Objective 1:
In the transcript, Mr. Estabrooks says schools can't be treated like other well owners. In one to three sentences, explain the reason he gives.
Objective 2:
Answer these questions from the transcript:
(a) According to Jane Purves, who tests the water in the schools?
(b) How many beds does the Atlantic Heights Rest Home have?
(c) What does Miss Purves say the Department of Education must do if a school board is not carrying out its health and safety responsibilities?

Given text:
HON. JANE PURVES: Mr. Speaker, first of all, I would like to assure members of this House and all Nova Scotians that the water in the schools is safe. The water in the schools is tested by a number of departments, and those regulations now - of course, in light of the disaster in Ontario - are being reviewed. I have information about each school board, which I would like to table, which tells how the procedure is carried out within that school board area.

MR. ESTABROOKS: Mr. Speaker, I would like to go to the Acting Minister of the Environment. Schools can't be treated like other well owners. They are a public water source, and the quality and monitoring of this source must be regulated. The Minister of the Environment knows that labs are not required to report test results to his department when they come from schools' on-site wells, even if there is a problem. I want to ask the Acting Minister of the Environment, why won't you play it safe and assume immediate responsibility for monitoring the safety of water from on-site wells in schools in this province?

HON. MICHAEL BAKER: Mr. Speaker, again, as my colleague, the Minister of Education, answered with respect to the member earlier, water in school wells is safe. The Department of the Environment is working with school boards to establish the guidelines to make sure that testing occurs. We intend to make sure that a protocol is established that guarantees the safety of water in schools.

MR. ESTABROOKS: Mr. Speaker, both ministers have used the word guarantee. I don't want that word to come back and bite either of them in an exposed place that is going to hurt. My concern comes back again, and I want to come back to the Minister of Education

[Page 6981]

on this, if I may. I want to ask the minister who is responsible for schools, from curriculum to wells, since your colleague, the Minister of the Environment won't do it, will you accept responsibility for safe drinking water in the schools using on-site wells across this province?

MISS PURVES: Mr. Speaker, as I am sure the member opposite, who knows so much about education and schools, is well aware, the responsibility for carrying out health and safety inspection in the schools is up to the individual school boards. In the event that a school board is not carrying out those responsibilities, it is the duty of the Department of Education to take over that school board.

MR. SPEAKER: The honourable member for Dartmouth East.

HEALTH - ATL. HTS. REST HOME (LOCKEPORT):

SENIORS - ADMITTANCE POLICY

DR. JAMES SMITH: Mr. Speaker, my question is to the Minister of Health. On March 1st the Tory Government transferred all services for seniors from the Department of Community Services to the Department of Health. There has been confusion and concern among the operators and the residents since then. Faye McKenzie runs the Atlantic Heights Rest Home, a licensed 13 bed facility in Lockeport, and she was never properly informed about the policy change. Now there is an 87 year old woman who wants to be admitted to that facility and there are places available. To the minister, this senior has decided that she wants to live at the Atlantic Heights Rest Home, so why is the minister dictating where seniors can and cannot live?

HON. JAMES MUIR: Mr. Speaker, I thank the honourable member for that question. Indeed, the Department of Health did assume responsibilities for seniors on April 1st. The situation is that if people are going to go into basically a registered or licensed facility, then they must be assessed by departmental officials to see if they meet the criteria for admission.

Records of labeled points
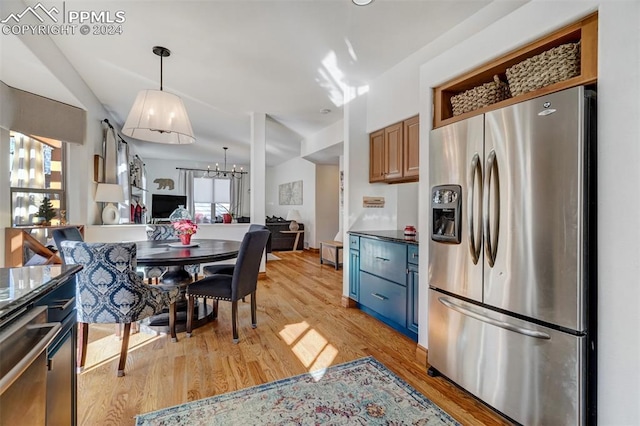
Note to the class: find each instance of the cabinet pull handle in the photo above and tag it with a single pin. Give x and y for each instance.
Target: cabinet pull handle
(63, 304)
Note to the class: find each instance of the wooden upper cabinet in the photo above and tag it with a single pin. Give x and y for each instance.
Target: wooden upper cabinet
(585, 31)
(411, 147)
(393, 152)
(376, 156)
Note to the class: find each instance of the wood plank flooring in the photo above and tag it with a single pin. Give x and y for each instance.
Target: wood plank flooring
(301, 326)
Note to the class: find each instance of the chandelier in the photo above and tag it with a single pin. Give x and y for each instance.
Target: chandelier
(224, 173)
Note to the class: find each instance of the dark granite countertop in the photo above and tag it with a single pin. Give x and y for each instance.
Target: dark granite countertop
(19, 287)
(391, 235)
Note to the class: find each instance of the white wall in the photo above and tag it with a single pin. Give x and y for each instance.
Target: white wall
(618, 175)
(327, 203)
(327, 137)
(292, 171)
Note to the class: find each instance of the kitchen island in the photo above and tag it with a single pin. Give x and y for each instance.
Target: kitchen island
(38, 344)
(383, 277)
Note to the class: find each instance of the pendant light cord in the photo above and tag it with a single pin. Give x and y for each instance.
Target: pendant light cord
(160, 72)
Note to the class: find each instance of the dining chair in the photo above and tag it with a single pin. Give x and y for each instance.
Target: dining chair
(241, 283)
(158, 232)
(108, 290)
(227, 268)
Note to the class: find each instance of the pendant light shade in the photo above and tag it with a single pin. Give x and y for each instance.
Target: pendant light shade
(158, 116)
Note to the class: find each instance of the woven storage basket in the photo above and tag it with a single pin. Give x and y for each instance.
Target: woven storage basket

Exercise result 1:
Mr. Estabrooks says schools are a public water source. Because of that, he argues, the quality and monitoring of that source must be regulated.

Exercise result 2:
(a) A number of departments test the water in the schools.
(b) It is a licensed 13-bed facility.
(c) The Department of Education must take over that school board.